* Start Information shown *

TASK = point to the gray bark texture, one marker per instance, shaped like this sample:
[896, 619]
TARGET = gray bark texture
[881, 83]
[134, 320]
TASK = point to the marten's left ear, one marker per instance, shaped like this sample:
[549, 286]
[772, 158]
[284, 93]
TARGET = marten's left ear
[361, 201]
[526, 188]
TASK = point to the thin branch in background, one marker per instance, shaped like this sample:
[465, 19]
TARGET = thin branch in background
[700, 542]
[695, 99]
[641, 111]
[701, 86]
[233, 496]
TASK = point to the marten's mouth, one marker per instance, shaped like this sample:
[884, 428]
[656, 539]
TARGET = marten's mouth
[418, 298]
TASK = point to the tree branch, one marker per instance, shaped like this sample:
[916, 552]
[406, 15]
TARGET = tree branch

* End Information shown *
* Start Information shown *

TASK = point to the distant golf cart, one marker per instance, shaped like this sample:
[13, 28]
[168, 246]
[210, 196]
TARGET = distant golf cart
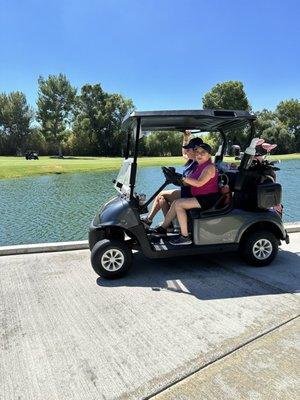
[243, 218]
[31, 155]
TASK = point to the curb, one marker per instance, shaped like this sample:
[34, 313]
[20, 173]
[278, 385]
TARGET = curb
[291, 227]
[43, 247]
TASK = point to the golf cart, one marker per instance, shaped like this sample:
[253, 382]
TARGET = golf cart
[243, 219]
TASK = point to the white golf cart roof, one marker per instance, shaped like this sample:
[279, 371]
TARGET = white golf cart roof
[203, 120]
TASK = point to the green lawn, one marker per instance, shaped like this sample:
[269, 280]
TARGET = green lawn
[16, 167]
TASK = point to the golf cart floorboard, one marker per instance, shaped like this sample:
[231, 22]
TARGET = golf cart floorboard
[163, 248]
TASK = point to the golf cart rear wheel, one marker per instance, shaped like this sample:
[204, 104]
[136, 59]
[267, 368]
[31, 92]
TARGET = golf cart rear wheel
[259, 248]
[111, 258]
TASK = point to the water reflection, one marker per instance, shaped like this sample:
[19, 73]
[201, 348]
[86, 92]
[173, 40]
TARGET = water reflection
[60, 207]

* End Information shown *
* Start Information shown *

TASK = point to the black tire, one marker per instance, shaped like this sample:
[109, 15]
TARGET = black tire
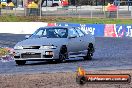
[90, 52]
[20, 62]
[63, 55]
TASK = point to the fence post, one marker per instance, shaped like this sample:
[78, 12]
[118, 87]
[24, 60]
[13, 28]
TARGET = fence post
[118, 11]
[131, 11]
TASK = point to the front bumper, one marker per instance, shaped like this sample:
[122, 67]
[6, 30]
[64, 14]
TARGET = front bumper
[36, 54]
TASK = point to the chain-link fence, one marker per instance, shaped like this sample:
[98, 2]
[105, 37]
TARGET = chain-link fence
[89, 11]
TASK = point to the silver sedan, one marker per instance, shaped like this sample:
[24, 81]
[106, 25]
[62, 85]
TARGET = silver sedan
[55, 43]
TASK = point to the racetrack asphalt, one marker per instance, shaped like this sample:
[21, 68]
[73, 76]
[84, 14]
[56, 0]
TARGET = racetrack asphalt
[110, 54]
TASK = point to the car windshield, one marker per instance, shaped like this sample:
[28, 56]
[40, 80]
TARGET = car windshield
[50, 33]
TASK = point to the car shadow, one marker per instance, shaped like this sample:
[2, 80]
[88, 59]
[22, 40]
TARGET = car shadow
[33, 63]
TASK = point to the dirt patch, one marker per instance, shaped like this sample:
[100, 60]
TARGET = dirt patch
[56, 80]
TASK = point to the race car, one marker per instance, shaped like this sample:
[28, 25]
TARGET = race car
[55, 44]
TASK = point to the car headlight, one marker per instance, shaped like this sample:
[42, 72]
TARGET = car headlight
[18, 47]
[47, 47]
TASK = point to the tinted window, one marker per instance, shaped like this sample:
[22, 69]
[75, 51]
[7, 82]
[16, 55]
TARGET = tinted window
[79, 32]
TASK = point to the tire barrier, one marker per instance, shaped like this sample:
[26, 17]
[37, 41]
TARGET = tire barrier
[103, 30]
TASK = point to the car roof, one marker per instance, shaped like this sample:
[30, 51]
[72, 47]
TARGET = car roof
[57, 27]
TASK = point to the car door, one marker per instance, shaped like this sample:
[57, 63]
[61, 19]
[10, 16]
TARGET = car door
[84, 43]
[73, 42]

* End Information shown *

* _Work to do_
Collect every line of the dataset records that contains the word "tinted", copying each one.

* _Written response_
TASK = point to the tinted window, one marker per instance, shaped like this sample:
TARGET = tinted window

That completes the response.